Texto de partida —
Esa circunstancia y la «renovada oposición al régimen» en los años 60 generaron «una mayor radicalización del carlismo y que los timoratos fueran abandonando el partido, porque la situación cambió sustancialmente y la espiral de acción y represión fue tomando cuerpo», señala Miralles.
Oposición en diferentes ámbitos
La oposición del carlismo a la dictadura se plasmó en diferentes ámbitos. Uno de ellos fue el universitario, donde destacó el papel de la Agrupación de Estudiantes Tradicionalistas, que se enfrentaba al Sindicato Español Universitario, vinculado a Falange. La AET «sería la vanguardia de un carlismo que cambiaría de estrategia política», aunque prácticamente desapareció en torno al año 1970 para ser sustituida por el Frente Estudiantil.
Tambien en el terreno sindical figuró el Movimiento Obrero Tradicionalista, fundado hacia 1963. Cuando dejó de funcionar a finales de esa década, «los obreros carlistas fueron formando los llamados Comités Obreros Carlistas, que continuaron trabajando en el seno de CCCOO».
Pero también hubo un carlismo «armado y radical», encarnado por los Grupos de Acción Carlista (GAC), que llegaron a practicar la luchar armada, y la Fuerzas Activas Revolucionarias Carlistas (FARC), «de carácter más teórico en una línea filomarxista».
Los primeros fueron fundados entre 1965 y 1968, y se «radicalizaron hasta llegar a practicar la lucha armada –aunque sin provocar muertos– desde posiciones ideológicamente más avanzadas o de izquierdas».
A partir de 1970 tomaron contacto con ETA-pm «para recibir información sobre explosivos». Tras apropiarse de los que había guardados en un polvorín en Burgos, volaron la terminal del oleoducto de la base naval de Rota y la rotativa de ‘El Pensamiento Navarro’ por «la derechización» del medio después de que «los que ostentaban ilegítimamente las acciones del diario habían decidido no revertirlas a la organización carlista».
Además llegaron a asaltar bancos, como ocurrió con una sucursal del Banco Central en el barrio iruindarra de Arrotxapea el 15 de octubre de 1973.
Algunos de sus miembros terminaron en «cárceles españolas y otros se vieron obligados a exiliarse». Los GAC se dan por desaparecidos desde 1973, aunque varios de sus integrantes siguieron actuando por su cuenta hasta poco después de aprobarse la Constitución de 1978.
Por su parte, las FARC se crearon hacia 1970 y no llegaron a practicar la lucha armada, pero «fueron perseguidas igualmente y también sufrieron algunas detenciones».
Montejurra, una tensión in crescendo
Uno de los momentos de más tensión entre el carlismo y la dictadura se vivía con la llegada de las celebraciones en Montejurra, en las que se mostraban más abiertamente las diferencias entre ambos. En 1968, el Gobierno Civil de Nafarroa ya advertía de que «habría mano dura contra los manifestantes».

Datos recibidos —
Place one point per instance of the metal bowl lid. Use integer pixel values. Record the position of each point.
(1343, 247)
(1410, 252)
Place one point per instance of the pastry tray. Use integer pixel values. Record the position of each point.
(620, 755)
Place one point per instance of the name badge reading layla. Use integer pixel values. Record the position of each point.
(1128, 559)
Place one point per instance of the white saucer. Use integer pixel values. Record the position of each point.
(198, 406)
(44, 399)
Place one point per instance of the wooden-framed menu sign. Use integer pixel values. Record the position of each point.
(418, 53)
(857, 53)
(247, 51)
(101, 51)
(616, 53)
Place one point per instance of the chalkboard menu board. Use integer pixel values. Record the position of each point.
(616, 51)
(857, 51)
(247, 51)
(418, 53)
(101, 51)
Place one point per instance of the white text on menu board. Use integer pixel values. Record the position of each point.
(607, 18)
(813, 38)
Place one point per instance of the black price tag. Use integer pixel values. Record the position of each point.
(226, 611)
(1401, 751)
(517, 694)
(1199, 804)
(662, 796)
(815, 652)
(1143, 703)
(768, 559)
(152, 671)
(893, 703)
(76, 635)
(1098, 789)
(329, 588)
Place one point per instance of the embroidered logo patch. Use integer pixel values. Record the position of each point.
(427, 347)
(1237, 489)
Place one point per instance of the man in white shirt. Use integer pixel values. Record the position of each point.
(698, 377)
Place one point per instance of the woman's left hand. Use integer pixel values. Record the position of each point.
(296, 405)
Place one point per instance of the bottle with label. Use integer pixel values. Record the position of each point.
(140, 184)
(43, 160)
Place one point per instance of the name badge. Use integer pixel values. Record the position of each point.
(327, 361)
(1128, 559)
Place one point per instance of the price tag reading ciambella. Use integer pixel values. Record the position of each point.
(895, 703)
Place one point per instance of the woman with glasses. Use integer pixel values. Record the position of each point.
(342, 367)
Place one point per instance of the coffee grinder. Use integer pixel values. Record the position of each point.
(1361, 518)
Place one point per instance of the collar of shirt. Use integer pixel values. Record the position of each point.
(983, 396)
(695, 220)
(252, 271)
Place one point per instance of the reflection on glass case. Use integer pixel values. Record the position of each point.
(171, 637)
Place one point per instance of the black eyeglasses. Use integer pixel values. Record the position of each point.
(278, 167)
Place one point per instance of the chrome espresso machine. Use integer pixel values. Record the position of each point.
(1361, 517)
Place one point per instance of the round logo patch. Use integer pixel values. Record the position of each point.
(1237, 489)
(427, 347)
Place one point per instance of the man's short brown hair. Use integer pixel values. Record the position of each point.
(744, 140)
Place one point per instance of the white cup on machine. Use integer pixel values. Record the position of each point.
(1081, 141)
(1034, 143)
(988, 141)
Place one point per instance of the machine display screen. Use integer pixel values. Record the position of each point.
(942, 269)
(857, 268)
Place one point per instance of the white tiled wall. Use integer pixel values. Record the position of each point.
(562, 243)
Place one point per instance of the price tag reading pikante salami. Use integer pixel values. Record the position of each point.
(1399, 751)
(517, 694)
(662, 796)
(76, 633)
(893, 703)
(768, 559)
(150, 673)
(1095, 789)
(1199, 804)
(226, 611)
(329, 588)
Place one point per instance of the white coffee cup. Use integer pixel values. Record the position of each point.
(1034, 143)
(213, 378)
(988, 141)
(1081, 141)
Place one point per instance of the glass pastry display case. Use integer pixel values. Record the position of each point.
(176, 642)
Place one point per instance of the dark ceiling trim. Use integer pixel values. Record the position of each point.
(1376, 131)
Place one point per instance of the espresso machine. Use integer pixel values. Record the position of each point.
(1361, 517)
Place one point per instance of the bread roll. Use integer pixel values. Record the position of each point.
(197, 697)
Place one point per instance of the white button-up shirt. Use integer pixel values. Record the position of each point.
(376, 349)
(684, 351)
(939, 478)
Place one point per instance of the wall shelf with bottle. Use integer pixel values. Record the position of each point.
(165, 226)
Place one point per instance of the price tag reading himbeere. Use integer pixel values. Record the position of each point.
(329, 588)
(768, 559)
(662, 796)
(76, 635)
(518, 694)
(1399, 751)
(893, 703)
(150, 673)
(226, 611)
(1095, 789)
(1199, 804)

Lista de tareas —
• a. Devuelve el pasaje del texto sobre el carlismo que empieza en las palabras "A partir de" y termina después de "octubre de 1973.", copiado sin cambiar nada.
• b. Busca en las filas todas las líneas que contienen la palabra "black" y cópialas.

Resultados en orden —
• a.
A partir de 1970 tomaron contacto con ETA-pm «para recibir información sobre explosivos». Tras apropiarse de los que había guardados en un polvorín en Burgos, volaron la terminal del oleoducto de la base naval de Rota y la rotativa de ‘El Pensamiento Navarro’ por «la derechización» del medio después de que «los que ostentaban ilegítimamente las acciones del diario habían decidido no revertirlas a la organización carlista».
Además llegaron a asaltar bancos, como ocurrió con una sucursal del Banco Central en el barrio iruindarra de Arrotxapea el 15 de octubre de 1973.

• b.
Place one point per instance of the black price tag. Use integer pixel values. Record the position of each point.
Place one point per instance of the black eyeglasses. Use integer pixel values. Record the position of each point.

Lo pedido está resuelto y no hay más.